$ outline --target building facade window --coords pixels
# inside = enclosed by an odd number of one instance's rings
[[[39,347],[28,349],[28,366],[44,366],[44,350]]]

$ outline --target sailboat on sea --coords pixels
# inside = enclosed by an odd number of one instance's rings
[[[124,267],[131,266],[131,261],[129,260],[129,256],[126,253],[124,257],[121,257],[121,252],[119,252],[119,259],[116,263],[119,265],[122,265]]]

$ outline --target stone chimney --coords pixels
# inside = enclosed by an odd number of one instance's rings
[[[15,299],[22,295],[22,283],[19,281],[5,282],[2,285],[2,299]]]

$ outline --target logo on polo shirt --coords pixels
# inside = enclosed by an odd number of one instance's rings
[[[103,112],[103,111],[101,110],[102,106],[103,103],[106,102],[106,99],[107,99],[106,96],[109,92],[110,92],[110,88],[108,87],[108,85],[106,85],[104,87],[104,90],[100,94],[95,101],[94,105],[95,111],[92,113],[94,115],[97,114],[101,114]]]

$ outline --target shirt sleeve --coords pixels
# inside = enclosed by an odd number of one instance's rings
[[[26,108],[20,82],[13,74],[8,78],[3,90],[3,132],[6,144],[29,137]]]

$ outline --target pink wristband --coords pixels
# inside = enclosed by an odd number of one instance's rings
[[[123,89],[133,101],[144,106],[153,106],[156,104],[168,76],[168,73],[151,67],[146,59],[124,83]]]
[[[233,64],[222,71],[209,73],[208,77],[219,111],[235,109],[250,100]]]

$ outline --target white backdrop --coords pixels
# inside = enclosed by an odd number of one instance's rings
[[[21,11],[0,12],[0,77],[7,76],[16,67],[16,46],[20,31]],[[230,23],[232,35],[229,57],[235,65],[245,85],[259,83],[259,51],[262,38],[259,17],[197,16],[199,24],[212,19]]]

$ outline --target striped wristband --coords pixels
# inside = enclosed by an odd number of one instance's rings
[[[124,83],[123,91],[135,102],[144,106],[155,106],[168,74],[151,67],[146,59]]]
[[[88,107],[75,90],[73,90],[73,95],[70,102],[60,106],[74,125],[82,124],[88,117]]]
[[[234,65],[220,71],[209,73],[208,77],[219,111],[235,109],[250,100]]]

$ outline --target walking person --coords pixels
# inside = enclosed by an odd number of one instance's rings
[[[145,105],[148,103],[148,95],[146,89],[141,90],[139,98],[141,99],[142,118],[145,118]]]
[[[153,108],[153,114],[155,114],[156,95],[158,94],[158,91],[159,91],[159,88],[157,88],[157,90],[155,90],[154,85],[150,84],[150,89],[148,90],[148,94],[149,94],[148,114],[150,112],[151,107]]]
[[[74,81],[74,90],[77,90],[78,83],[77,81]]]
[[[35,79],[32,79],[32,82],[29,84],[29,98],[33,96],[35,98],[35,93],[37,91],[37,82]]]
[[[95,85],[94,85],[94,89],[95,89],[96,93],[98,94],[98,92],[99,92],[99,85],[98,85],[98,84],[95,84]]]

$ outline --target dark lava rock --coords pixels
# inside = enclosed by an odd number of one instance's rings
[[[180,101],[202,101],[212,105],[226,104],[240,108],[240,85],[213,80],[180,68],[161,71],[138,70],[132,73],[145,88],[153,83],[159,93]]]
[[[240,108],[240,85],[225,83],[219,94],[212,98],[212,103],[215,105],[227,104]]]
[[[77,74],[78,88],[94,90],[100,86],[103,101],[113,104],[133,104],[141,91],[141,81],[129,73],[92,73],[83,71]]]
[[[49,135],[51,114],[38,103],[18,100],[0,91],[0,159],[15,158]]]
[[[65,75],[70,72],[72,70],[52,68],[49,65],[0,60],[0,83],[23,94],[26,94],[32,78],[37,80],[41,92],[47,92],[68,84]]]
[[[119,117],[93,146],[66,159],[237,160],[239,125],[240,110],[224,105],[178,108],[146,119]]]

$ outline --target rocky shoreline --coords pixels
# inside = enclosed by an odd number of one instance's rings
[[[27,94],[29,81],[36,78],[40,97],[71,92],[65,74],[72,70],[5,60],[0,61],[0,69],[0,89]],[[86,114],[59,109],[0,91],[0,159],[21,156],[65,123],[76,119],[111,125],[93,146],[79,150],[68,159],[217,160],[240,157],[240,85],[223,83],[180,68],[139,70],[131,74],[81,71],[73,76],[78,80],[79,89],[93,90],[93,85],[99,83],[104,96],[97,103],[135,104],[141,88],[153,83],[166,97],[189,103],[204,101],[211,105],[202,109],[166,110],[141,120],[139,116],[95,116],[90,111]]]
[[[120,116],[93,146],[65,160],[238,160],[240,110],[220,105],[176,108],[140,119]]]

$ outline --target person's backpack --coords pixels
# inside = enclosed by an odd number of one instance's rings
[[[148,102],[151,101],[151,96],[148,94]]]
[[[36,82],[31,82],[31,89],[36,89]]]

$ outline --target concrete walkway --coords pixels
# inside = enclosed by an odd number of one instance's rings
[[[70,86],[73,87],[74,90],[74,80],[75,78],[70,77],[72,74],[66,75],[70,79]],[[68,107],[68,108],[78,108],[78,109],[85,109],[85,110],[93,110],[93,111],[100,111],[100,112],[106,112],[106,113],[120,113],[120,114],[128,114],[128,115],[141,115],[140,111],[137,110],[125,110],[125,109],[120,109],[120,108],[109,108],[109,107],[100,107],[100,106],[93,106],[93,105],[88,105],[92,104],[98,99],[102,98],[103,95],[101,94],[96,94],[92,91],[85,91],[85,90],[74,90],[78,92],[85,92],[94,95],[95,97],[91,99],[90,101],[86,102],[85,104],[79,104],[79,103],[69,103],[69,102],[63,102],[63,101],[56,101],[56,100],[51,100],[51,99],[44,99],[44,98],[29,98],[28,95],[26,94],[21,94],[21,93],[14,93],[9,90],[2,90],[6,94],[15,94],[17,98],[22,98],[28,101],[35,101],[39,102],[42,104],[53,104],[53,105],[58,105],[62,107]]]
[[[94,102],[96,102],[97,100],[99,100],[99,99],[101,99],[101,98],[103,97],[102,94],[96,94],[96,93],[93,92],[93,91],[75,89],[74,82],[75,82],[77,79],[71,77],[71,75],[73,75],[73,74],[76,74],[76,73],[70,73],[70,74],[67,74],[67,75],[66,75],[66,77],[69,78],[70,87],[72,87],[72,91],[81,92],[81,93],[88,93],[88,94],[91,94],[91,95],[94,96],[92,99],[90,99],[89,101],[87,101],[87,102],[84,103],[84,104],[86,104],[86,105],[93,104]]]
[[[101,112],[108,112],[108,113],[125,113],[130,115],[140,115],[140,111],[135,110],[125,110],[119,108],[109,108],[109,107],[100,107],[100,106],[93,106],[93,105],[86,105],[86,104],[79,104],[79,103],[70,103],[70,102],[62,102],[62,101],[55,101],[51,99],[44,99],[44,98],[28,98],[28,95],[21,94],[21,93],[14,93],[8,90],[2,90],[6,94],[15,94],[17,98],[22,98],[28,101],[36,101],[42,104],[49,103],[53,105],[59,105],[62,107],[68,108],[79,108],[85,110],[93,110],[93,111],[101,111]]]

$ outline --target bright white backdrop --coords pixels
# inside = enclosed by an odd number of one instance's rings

****************************************

> **Goal**:
Rescale the lines from the start of the items through the line containing "[[[39,347],[28,349],[28,366],[44,366],[44,350]]]", both ends included, copying every line and multiplying each polygon coordinate in the answers by 0.35, rounded to a whole number with halves rounded up. Leave all other text on those lines unchanged, and output only those lines.

> **Full output**:
$ outline --target building facade window --coords pixels
# inside = enclosed by an odd number of one instance's rings
[[[14,121],[10,122],[10,128],[15,128],[15,123]]]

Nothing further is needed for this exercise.